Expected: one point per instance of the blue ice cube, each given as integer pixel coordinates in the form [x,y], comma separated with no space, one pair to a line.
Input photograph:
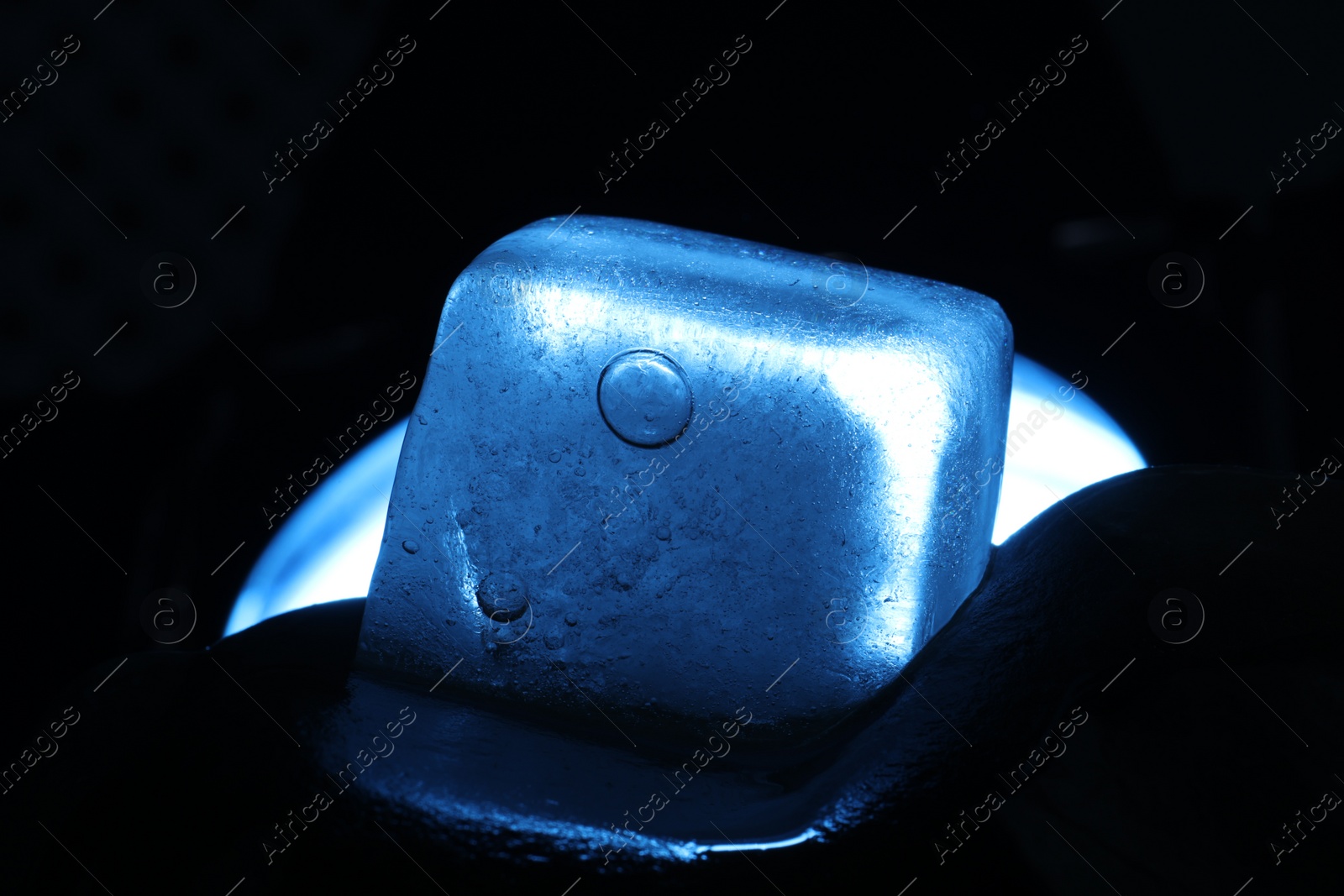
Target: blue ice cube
[669,473]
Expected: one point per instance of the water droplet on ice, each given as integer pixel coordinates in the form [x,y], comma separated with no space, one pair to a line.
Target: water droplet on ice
[644,396]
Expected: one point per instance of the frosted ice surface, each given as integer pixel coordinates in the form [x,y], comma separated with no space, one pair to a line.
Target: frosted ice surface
[658,469]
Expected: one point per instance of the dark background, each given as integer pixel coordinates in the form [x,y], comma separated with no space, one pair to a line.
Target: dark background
[161,123]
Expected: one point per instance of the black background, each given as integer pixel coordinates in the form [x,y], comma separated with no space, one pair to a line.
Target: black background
[161,123]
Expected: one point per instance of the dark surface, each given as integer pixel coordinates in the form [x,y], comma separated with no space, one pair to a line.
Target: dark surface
[1175,781]
[165,117]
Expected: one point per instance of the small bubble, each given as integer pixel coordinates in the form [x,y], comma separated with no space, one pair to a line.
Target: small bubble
[501,597]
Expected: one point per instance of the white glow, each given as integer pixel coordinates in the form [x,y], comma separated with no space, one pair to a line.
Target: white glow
[1054,446]
[327,548]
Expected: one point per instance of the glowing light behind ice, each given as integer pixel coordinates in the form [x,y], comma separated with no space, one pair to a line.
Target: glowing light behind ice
[326,550]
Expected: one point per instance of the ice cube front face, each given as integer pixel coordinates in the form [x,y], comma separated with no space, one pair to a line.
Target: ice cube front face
[652,470]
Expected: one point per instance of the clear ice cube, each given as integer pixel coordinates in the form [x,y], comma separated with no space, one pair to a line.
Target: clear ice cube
[669,473]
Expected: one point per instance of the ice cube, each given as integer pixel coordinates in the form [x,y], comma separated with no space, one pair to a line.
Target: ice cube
[669,473]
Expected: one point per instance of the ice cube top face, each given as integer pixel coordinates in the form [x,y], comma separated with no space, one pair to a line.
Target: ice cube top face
[652,470]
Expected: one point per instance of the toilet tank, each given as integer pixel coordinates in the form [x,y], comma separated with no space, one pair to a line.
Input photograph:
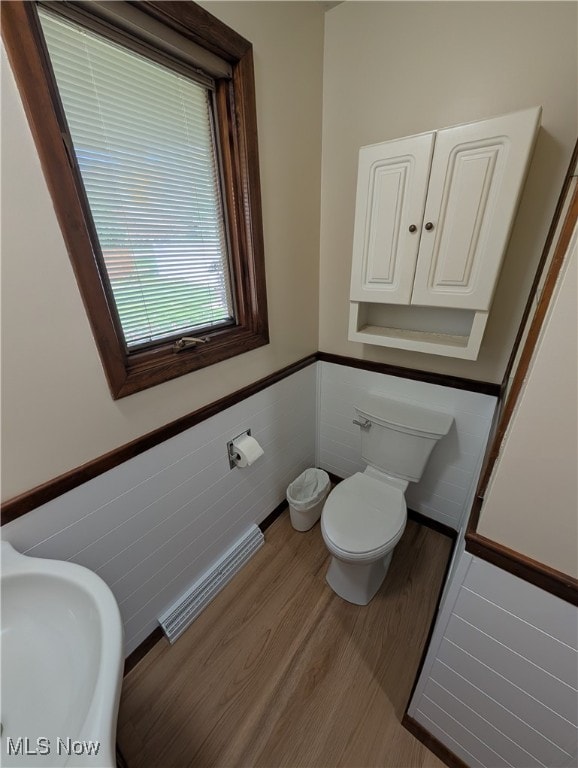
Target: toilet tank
○ ○ ○ ○ ○ ○ ○
Only an exact copy of the lines from the top of the entries through the line with "Expected: one point per instance of the frosted", both included, should be given, with all pictures omitted.

• ANSWER FOR THE TASK:
Expected: one point per instance of the blue ice cube, each given as integer pixel coordinates in the form [x,y], comma separated with no space, one pair to a line.
Input photograph:
Target: blue ice cube
[669,473]
Expected: one point per instance of the water droplet on ice, each given as integer pixel coordinates in the form [x,y], comma separated with no space, one pair to a line.
Target: water droplet on ice
[644,396]
Expected: one point per instance of the frosted ice surface, each given as integer pixel coordinates in the form [x,y], comma separated with no space, one pair to a line.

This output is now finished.